抜粋箇所:
________
いろいろな過程を通って、私たちは母の意志通りに結婚することになった。はっきりそうと定まった時に、幼い私の考えた事は、太平洋をボートで一人旅をするようなものだという思いだった。その気持ちになれば、やれないことは無いだろうという思いだった。死ぬ覚悟になれば何でもやっていけるだろうと思った。
正にそうだろう。でも結婚というものはそんな気持ちにまでなってするものではないだろうと思ったが、幼い私の頭ではそう考えて越えて行くのが精一杯だった。
結婚後十年以上も経った頃だっただろうか、私は和子にその頃のことを少し話した事があったが、その後は話した事さえすっかり忘れていた。
この鴨志田で一人暮らしをすることを決心した時、和子がふと云ったことが忘れられない。
「お母さんは、また太平洋をボートで一人旅をするようなものね」と云ってくれた。あんな昔に云ったことを、よく覚えていてくれたことと、とてもうれしく思ったことだった。
________
保存データ:
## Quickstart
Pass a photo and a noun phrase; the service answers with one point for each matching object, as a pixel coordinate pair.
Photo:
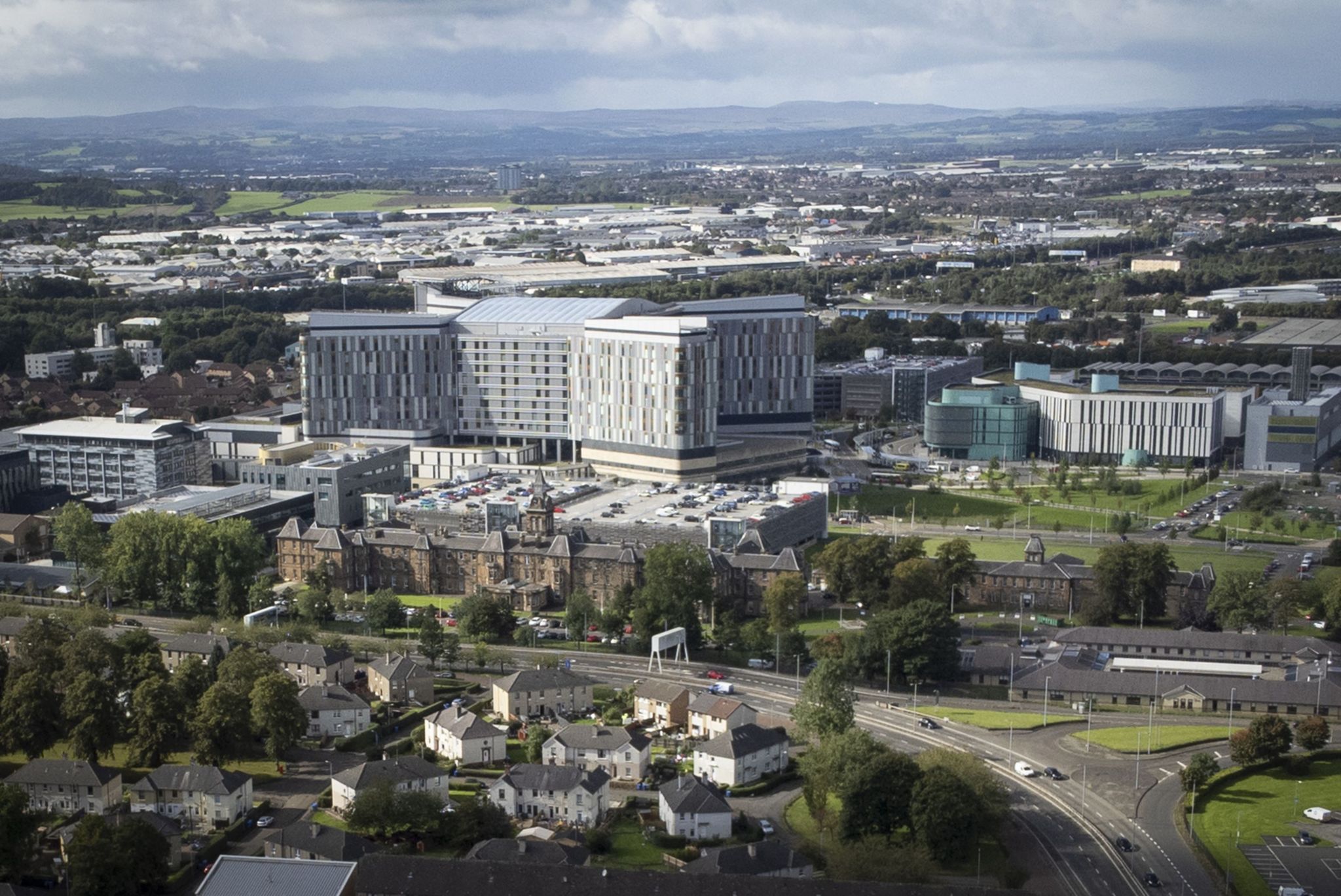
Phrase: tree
________
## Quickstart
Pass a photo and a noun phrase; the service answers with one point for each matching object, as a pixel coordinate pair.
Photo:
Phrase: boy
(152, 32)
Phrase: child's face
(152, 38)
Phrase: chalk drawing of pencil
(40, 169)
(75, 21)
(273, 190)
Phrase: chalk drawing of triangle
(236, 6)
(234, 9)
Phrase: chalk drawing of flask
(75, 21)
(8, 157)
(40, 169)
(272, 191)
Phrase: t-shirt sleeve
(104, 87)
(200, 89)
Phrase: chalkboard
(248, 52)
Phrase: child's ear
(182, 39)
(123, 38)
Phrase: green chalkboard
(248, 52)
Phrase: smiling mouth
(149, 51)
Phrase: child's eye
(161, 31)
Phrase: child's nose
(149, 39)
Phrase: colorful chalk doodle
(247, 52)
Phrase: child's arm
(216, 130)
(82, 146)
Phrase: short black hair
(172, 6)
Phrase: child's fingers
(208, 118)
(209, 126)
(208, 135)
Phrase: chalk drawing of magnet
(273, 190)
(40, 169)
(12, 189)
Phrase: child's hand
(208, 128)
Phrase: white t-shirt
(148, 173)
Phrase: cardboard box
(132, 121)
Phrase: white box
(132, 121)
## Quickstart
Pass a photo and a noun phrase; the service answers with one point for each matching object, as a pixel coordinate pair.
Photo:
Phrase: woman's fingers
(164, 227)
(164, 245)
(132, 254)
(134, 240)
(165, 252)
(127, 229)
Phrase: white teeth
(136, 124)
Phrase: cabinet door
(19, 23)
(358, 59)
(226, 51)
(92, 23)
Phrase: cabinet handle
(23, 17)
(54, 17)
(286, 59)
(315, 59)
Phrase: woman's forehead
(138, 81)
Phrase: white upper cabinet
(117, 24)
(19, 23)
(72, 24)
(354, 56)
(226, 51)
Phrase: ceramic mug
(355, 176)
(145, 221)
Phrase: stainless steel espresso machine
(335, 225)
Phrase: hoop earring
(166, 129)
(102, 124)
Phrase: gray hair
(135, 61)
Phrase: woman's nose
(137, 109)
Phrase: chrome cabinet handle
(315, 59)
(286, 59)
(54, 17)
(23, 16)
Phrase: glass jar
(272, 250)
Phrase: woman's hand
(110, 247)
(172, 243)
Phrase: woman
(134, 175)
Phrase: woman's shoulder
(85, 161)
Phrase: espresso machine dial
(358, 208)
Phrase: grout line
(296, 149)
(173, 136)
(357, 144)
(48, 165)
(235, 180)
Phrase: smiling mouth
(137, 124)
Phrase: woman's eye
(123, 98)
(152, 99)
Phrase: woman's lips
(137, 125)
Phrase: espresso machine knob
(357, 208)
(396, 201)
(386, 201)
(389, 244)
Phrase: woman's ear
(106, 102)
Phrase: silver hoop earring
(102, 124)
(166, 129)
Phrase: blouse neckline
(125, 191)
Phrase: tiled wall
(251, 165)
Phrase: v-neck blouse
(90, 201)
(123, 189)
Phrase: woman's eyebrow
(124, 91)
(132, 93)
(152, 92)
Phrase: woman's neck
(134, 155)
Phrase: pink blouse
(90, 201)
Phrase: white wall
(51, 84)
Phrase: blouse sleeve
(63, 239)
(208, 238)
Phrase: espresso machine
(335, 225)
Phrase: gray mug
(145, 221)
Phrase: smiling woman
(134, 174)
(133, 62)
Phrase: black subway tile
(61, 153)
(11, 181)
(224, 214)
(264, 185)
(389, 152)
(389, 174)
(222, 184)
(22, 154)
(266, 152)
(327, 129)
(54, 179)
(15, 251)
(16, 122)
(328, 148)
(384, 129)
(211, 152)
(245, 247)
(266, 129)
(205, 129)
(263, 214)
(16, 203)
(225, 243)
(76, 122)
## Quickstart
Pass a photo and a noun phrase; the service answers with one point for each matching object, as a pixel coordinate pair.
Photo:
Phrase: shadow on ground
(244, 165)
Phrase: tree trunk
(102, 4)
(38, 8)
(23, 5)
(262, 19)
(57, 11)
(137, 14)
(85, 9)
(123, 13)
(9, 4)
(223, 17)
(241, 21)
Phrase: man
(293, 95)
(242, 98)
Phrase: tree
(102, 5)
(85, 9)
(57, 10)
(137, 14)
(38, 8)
________
作業指示:
1. 抜粋のうち「はっきりそうと定まった時に」で始まる部分から段落の終わりまでを読み、結婚が定まった時に語り手が抱いた思いをすべて挙げてください。
2. 抜粋によると、語り手が鴨志田で一人暮らしをすると決心した時、和子は何と言いましたか。
3. 抜粋の「正にそうだろう。でも結婚とい」から「もうれしく思ったことだった。」に至るまでを、一字一句変えずに書き写してください。

解答一覧:
1.
・結婚は太平洋をボートで一人旅をするようなものだという思い
・その気持ちになれば、やれないことは無いだろうという思い
・死ぬ覚悟になれば何でもやっていけるだろうという思い

2. 「お母さんは、また太平洋をボートで一人旅をするようなものね」と言いました。

3.
正にそうだろう。でも結婚というものはそんな気持ちにまでなってするものではないだろうと思ったが、幼い私の頭ではそう考えて越えて行くのが精一杯だった。
結婚後十年以上も経った頃だっただろうか、私は和子にその頃のことを少し話した事があったが、その後は話した事さえすっかり忘れていた。
この鴨志田で一人暮らしをすることを決心した時、和子がふと云ったことが忘れられない。
「お母さんは、また太平洋をボートで一人旅をするようなものね」と云ってくれた。あんな昔に云ったことを、よく覚えていてくれたことと、とてもうれしく思ったことだった。